** Opening Exercise materials block **

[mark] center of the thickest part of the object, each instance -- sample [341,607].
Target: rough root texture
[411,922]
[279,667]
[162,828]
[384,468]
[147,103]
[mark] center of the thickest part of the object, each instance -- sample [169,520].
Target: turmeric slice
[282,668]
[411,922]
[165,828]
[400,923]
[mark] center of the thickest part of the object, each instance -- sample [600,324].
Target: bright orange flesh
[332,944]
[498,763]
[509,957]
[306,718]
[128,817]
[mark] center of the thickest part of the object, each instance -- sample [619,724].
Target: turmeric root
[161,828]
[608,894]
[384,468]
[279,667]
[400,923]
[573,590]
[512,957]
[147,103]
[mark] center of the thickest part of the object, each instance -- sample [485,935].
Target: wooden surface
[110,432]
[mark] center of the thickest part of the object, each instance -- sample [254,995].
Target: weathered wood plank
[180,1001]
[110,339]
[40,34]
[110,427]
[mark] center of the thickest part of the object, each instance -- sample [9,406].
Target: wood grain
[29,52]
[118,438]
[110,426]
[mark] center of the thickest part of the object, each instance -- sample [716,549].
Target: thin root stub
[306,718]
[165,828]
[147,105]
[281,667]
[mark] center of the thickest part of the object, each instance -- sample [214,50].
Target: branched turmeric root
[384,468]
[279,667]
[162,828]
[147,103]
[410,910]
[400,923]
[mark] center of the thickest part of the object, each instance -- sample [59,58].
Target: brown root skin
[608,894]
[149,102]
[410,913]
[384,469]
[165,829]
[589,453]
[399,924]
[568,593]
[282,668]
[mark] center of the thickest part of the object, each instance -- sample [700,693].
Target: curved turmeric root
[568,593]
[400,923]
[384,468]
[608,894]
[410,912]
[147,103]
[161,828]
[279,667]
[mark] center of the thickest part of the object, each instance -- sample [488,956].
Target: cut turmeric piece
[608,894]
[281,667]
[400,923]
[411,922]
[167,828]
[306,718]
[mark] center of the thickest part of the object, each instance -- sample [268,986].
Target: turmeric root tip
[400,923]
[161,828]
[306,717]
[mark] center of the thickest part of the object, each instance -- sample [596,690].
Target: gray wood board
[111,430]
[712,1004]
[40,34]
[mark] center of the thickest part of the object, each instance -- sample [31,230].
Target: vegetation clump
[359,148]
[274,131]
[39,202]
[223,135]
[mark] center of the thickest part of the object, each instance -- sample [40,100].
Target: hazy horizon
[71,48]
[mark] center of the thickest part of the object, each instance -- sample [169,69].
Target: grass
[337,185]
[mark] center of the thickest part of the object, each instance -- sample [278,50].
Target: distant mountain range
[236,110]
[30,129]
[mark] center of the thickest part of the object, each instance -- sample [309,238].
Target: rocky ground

** Closing Exercise materials block **

Problem details —
What you need to do is retype all the entries exactly as written.

Result of the task —
[mark] center of the thickest part of the object, each instance -- sample [341,607].
Target: rough root texture
[411,922]
[279,667]
[162,828]
[384,468]
[147,103]
[mark] center of the thickest part of the object, each instance -- sample [169,520].
Target: turmeric slice
[282,668]
[411,922]
[165,828]
[400,923]
[mark] center of the thickest part of the object, each instance -- sample [600,324].
Target: bright orange flesh
[332,944]
[498,763]
[509,957]
[306,718]
[128,817]
[mark] center of the thickest part of the object, each instance -- sample [619,724].
Target: turmeric root
[161,828]
[608,894]
[384,468]
[279,667]
[400,923]
[573,590]
[512,957]
[147,103]
[mark] center of the thickest part of the object, each instance -- sample [485,935].
Target: wooden surface
[110,432]
[mark] center of the thickest part of the object, each instance -- sample [254,995].
Target: weathered wood plank
[180,1001]
[110,339]
[40,34]
[110,427]
[mark] center of the thickest part of the object, each instance -- sample [9,406].
Target: wood grain
[29,52]
[118,438]
[110,426]
[mark] center of the thickest part of the object, each instance -- sample [716,549].
Target: thin root stub
[306,718]
[165,828]
[147,105]
[281,667]
[mark] center of the thickest part of the object, each instance -- sample [214,50].
Target: branched turmeric root
[384,468]
[279,667]
[162,828]
[147,103]
[410,910]
[400,923]
[mark] center of the thickest part of the object, each instance -- sample [59,58].
Target: brown root skin
[608,894]
[149,102]
[410,913]
[384,469]
[165,829]
[589,453]
[399,924]
[568,593]
[282,668]
[mark] center of the thickest part of the object, each instance -- sample [700,693].
Target: curved turmeric root
[568,593]
[400,923]
[384,468]
[608,894]
[410,912]
[147,103]
[161,828]
[279,667]
[mark] center of the thickest part of the object, each instance -- sample [488,956].
Target: cut turmeric piece
[608,894]
[281,667]
[400,923]
[411,922]
[167,828]
[306,718]
[mark] center of the thickest part of the object, each instance -- sample [268,986].
Target: turmeric root tip
[400,923]
[161,828]
[306,717]
[mark] center of the thickest part of the object, each instance -- sample [596,690].
Target: gray wood board
[111,430]
[712,1004]
[40,34]
[mark] center of the thickest part of the object, each instance -- sample [31,230].
Target: vegetation clump
[359,148]
[274,131]
[39,202]
[223,135]
[mark] center of the thickest part of the object, each instance -- sample [40,100].
Target: hazy horizon
[71,48]
[mark] center of the thickest part of the object, each instance -- sample [169,69].
Target: grass
[337,185]
[mark] center of the thickest part of the object, each instance -- sample [278,50].
Target: distant mountain range
[236,110]
[30,129]
[mark] center of the thickest part of the object, each instance -- sample [309,238].
Target: rocky ground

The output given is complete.